> **Exercise aim**:
Please copy out the records from the line holding "Check that every instance of the floral curtain" through the line holding "[[133, 185], [134, 203]]", inclusive, keeping every line including the requests. Shift each coordinate in the answers up by 107.

(Location annotation dataset excerpts)
........

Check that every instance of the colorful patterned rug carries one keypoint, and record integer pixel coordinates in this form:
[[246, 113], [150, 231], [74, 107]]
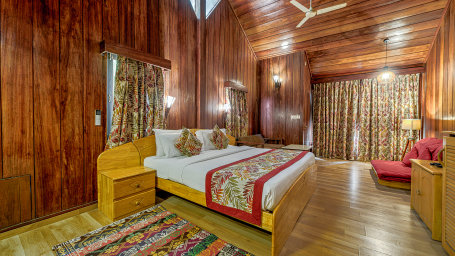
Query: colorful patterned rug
[[154, 231]]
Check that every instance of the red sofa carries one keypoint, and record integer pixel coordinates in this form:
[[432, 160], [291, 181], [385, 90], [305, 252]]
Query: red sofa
[[398, 173]]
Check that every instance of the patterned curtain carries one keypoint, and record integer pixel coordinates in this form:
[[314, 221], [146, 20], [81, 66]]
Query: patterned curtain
[[361, 119], [237, 115], [138, 101], [335, 115]]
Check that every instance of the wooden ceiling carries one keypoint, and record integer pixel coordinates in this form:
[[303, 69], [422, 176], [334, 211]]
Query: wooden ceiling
[[345, 41]]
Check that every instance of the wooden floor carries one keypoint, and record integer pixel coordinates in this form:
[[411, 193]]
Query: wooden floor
[[348, 215]]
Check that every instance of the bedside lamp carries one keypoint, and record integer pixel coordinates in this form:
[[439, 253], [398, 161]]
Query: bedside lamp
[[411, 125]]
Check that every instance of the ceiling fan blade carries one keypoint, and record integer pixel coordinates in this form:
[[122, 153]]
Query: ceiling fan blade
[[300, 6], [303, 21], [330, 9]]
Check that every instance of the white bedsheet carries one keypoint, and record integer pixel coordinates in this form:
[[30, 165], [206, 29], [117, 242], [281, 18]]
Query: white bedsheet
[[191, 171]]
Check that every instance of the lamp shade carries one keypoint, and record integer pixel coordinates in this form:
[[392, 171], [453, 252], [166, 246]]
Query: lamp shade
[[411, 124]]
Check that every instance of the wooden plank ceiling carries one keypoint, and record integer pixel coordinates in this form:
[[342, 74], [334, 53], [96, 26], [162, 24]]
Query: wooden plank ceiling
[[345, 41]]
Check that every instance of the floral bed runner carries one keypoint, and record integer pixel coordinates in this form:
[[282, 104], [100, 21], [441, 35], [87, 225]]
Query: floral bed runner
[[236, 189], [154, 231]]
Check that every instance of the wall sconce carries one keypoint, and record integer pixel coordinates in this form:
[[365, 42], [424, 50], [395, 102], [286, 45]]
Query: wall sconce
[[169, 102], [277, 81]]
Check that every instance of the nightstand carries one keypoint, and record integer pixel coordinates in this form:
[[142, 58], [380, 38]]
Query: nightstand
[[426, 194], [122, 192]]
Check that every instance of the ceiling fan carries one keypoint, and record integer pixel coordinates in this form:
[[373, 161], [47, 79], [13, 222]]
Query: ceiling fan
[[310, 13]]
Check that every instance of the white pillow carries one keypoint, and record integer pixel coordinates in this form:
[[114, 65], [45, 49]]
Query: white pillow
[[168, 141], [158, 133], [204, 136]]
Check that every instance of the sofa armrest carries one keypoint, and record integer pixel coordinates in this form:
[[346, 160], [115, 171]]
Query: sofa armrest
[[249, 143]]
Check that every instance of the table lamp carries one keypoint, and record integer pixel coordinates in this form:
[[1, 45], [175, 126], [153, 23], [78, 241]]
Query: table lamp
[[411, 125]]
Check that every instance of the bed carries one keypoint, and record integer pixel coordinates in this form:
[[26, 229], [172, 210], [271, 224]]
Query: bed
[[284, 196]]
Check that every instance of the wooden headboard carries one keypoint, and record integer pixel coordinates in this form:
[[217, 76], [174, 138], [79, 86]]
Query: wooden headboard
[[133, 153]]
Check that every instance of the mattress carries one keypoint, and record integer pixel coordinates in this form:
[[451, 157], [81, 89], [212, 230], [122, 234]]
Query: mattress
[[191, 171]]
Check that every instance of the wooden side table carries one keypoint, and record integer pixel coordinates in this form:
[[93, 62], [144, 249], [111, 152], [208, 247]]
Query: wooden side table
[[426, 195], [122, 192]]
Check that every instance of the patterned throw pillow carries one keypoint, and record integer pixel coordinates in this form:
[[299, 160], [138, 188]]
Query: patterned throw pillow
[[180, 143], [193, 146], [219, 139]]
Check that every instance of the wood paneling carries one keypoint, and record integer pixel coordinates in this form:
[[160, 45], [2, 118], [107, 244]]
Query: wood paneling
[[53, 80], [16, 87], [354, 33], [229, 58], [72, 103], [95, 94], [292, 98], [46, 99], [16, 203], [438, 107]]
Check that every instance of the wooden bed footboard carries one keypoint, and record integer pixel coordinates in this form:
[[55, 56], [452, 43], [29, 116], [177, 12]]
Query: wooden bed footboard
[[283, 218], [291, 206], [280, 222]]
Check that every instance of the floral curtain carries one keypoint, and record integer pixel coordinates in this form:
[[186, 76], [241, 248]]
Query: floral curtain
[[138, 101], [335, 116], [361, 119], [237, 114]]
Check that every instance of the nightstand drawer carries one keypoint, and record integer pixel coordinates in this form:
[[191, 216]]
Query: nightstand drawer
[[133, 185], [134, 203]]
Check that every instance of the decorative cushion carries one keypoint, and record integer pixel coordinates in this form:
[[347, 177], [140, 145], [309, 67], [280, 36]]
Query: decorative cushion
[[434, 153], [392, 170], [159, 146], [192, 146], [423, 151], [434, 146], [219, 139], [181, 141], [168, 141], [204, 136], [413, 154]]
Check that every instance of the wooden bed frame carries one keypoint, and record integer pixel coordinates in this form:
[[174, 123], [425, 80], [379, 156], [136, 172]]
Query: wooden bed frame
[[280, 222]]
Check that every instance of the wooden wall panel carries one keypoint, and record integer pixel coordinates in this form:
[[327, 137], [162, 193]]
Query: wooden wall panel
[[229, 58], [95, 94], [16, 200], [46, 99], [292, 98], [53, 79], [438, 107], [72, 102], [178, 30], [16, 87]]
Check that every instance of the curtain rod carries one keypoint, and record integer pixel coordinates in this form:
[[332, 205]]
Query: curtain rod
[[122, 50]]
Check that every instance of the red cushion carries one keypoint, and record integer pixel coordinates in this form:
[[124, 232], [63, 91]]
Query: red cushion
[[392, 170], [413, 154], [434, 154], [423, 151]]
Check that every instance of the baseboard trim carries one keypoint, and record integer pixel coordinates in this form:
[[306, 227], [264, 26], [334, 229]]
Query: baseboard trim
[[43, 221]]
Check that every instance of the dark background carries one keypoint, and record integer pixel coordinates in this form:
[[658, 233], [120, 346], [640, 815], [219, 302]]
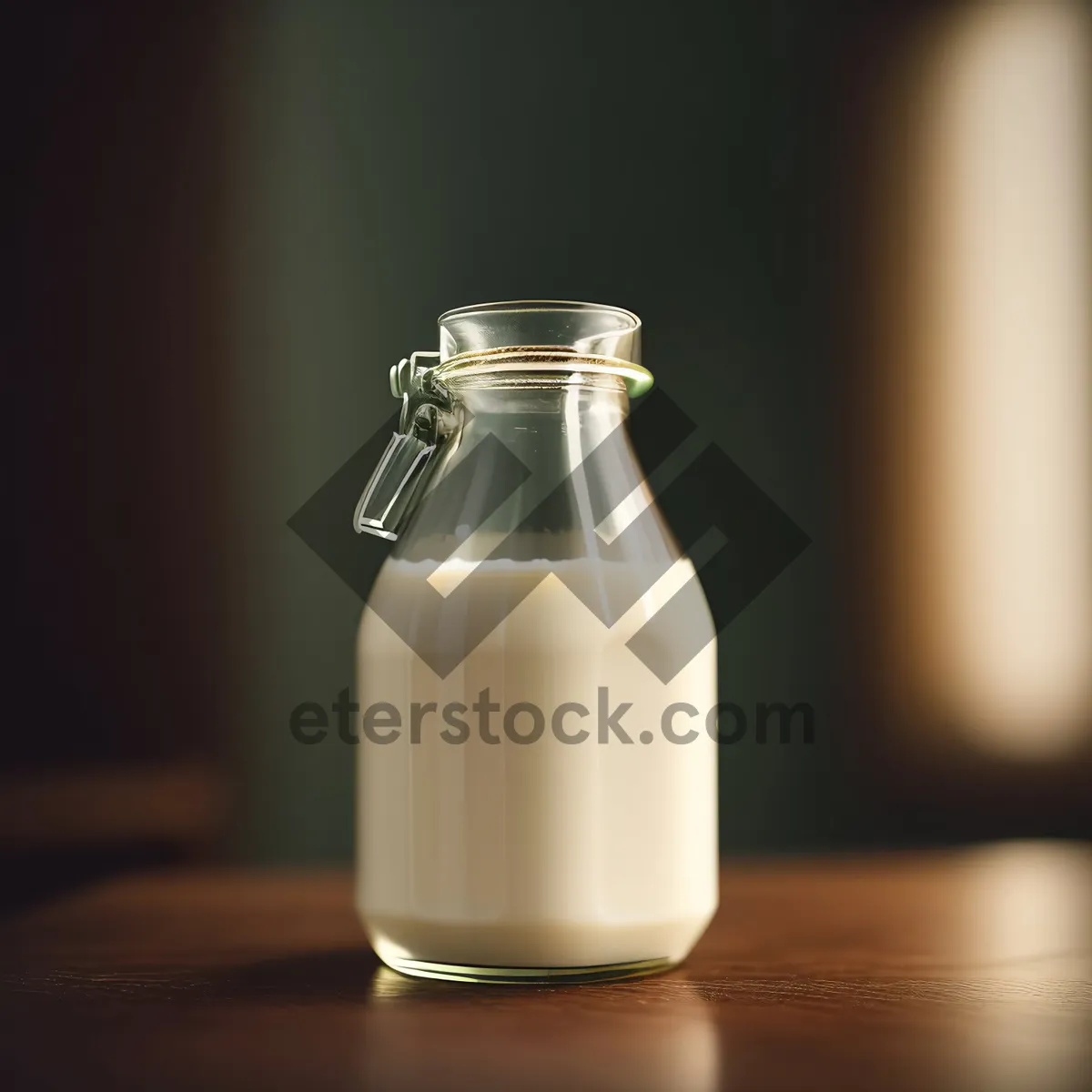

........

> **Exercise response**:
Check that every instance of the floral curtain carries one keypoint, and record integer pixel coordinates in this form:
[[186, 76], [241, 248]]
Query: floral curtain
[[245, 208], [442, 223], [468, 226], [344, 221]]
Check that every instance of the nightstand drawer carries one keypoint, and record integer pixel coordinates in this form:
[[191, 216]]
Query: nightstand drawer
[[240, 292], [241, 310]]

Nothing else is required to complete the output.